[Opening Supplied passage section]

Yet the condition is almost entirely preventable. Its persistence is a sign of global inequality and an indication that health systems are failing to protect the health and human rights of the poorest and most vulnerable women and girls.

Those without access to modern maternal health services are more likely to suffer from obstetric fistula, for example. And girls who are subjected to child marriage and adolescent pregnancy are also more vulnerable, since the condition is more likely to afflict those who become pregnant while still physically immature.

The United Nations has observed the International Day to End Obstetric Fistula since 2013. The day, 23 May, is meant to raise awareness of this issue and mobilize support around the globe. The theme of this year's International Day is "Leaving no one behind: Let us commit to ending fistula now!"

Obstetric Fistula in Nepal

Nepal has made significant progress in improving sexual and reproductive health and advancing reproductive rights of women and girls. But many women, especially the poor and vulnerable, still lack access to quality sexual and reproductive health information and services, including life-saving emergency obstetric care, leading to chronic debilitating morbidities such as obstetric fistula. According to the Need Assessment Report, carried out by the Ministry of Health and UNFPA in 2011, an estimated 200-400 Nepali women suffer from obstetric fistula every year.

To prevent and end obstetric fistula, it is important to discourage child marriage and adolescent pregnancy, educate women about their reproductive rights, increase access to various choices of contraceptives, promote regular antenatal check-up and institutional delivery by skilled birth attendants, and timely referral for management of life-threatening complications.

In 2003, a global campaign to end obstetric fistula was launched by UNFPA together with a wide range of partners, with the goal of making obstetric fistula as rare in developing countries as it is in the industrialized world. The campaign is now active in over 50 countries, including in Nepal. Obstetric fistula was not officially recognized in Nepal until the campaign was launched in the country in 2010.

[Closing Supplied passage section]

● **Problem 1**: Copy the passage on obstetric fistula word for word, from "To prevent and" up to and including "of life-threatening complications.".
● **Problem 2**: List every year named in the passage on obstetric fistula.
● **Problem 3**: Write what comes next in the passage on obstetric fistula, starting after its final sentence.
The material is taken from a different source than the passage on obstetric fistula.

[Opening Exercise data section]

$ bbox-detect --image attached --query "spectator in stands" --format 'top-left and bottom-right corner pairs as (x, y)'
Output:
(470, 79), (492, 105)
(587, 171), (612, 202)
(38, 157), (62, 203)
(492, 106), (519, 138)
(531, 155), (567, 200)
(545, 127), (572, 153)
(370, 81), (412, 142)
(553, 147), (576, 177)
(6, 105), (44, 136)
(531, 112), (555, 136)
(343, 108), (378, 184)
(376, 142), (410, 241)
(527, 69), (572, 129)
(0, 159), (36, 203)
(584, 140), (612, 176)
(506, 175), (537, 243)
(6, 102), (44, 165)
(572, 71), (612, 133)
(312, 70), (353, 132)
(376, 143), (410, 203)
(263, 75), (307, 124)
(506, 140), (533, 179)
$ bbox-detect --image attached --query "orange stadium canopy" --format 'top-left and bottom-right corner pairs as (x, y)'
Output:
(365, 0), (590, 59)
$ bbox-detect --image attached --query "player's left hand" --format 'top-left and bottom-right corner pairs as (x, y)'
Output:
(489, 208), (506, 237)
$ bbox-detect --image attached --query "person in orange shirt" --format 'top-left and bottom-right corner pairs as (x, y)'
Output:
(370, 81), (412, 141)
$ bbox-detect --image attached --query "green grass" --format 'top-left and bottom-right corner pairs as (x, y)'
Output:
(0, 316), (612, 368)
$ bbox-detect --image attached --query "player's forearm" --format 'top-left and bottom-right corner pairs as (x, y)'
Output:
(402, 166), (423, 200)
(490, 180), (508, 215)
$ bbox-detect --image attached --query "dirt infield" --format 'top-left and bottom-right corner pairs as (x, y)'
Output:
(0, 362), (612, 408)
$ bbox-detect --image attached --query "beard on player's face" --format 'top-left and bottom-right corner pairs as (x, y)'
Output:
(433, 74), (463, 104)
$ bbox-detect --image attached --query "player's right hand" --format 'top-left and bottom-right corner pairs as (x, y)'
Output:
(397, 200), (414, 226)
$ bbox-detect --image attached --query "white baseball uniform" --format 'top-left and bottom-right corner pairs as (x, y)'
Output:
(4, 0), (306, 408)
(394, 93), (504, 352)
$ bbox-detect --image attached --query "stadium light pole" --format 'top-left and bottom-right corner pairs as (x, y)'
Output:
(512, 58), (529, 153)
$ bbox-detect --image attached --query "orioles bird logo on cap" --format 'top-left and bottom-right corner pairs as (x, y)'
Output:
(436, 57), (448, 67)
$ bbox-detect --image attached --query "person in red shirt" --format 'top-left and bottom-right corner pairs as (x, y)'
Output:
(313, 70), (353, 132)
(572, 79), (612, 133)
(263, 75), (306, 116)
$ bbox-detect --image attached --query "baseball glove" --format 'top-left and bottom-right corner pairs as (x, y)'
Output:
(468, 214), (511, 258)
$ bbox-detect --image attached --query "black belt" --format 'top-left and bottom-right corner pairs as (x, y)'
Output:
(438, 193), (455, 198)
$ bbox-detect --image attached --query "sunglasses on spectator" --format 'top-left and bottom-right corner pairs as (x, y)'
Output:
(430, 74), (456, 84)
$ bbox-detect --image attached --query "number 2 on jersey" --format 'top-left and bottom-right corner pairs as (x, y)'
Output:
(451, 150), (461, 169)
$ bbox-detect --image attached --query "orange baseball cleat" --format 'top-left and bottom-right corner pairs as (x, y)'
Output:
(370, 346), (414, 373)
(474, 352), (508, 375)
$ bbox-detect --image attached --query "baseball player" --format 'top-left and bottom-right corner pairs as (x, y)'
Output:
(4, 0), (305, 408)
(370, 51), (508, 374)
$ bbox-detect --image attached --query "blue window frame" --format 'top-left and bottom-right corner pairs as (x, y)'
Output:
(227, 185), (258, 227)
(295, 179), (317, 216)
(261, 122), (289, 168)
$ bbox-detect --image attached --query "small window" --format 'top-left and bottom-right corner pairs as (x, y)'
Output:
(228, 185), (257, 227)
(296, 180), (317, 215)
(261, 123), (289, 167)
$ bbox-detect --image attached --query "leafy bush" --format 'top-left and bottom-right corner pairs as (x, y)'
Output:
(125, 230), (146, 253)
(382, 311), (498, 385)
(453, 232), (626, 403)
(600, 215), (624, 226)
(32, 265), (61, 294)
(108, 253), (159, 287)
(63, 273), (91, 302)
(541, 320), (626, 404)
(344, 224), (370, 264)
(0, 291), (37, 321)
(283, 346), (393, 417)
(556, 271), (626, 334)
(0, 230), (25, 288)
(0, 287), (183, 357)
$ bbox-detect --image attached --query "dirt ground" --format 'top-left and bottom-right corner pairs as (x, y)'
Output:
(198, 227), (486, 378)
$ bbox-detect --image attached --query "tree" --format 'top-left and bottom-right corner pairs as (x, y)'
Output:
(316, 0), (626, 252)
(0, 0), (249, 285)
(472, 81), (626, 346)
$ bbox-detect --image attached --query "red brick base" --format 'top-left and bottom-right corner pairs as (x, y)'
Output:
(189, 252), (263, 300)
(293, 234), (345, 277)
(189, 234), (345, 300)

[Closing Exercise data section]

● **Answer 1**:
To prevent and end obstetric fistula, it is important to discourage child marriage and adolescent pregnancy, educate women about their reproductive rights, increase access to various choices of contraceptives, promote regular antenatal check-up and institutional delivery by skilled birth attendants, and timely referral for management of life-threatening complications.

● **Answer 2**: 2013, 2011, 2003, 2010

● **Answer 3**:
Advocacy and awareness raising:
The campaign has helped recognize obstetric fistula as a public health issue in Nepal. As a result of continued advocacy, the National Health Sector Strategy 2016-2021 has incorporated obstetric fistula screening in the free basic health care package at all levels of health facilities. UNFPA has also been working with the Ministry of Health and Population and relevant partners to raise awareness of obstetric fistula. 

Providing free treatment:
UNFPA has been providing free treatment (surgeries) to women suffering from obstetric fistula in selected fistula treatment and referral sites in Nepal. To enable provision of quality services and improve the quality of care, UNFPA has been providing medical equipment and supplies (including fistula kits) to obstetric fistula service sites.

Strengthening the capacity of service providers:
UNFPA is supporting the capacity building of service providers through various workshops, training and hands-on practicum through national and international experts. In partnership with JHPIEGO, UNFPA supported the development of an on-the-job competency-based surgical training manual on obstetric fistula, adapted from the FIGO/UNFPA Obstetric Fistula Manual. The BP Koirala Institute of Health Sciences, a teaching university in eastern Nepal, has been developed as an obstetric fistula training site by the National Health Training Center with UNFPA support.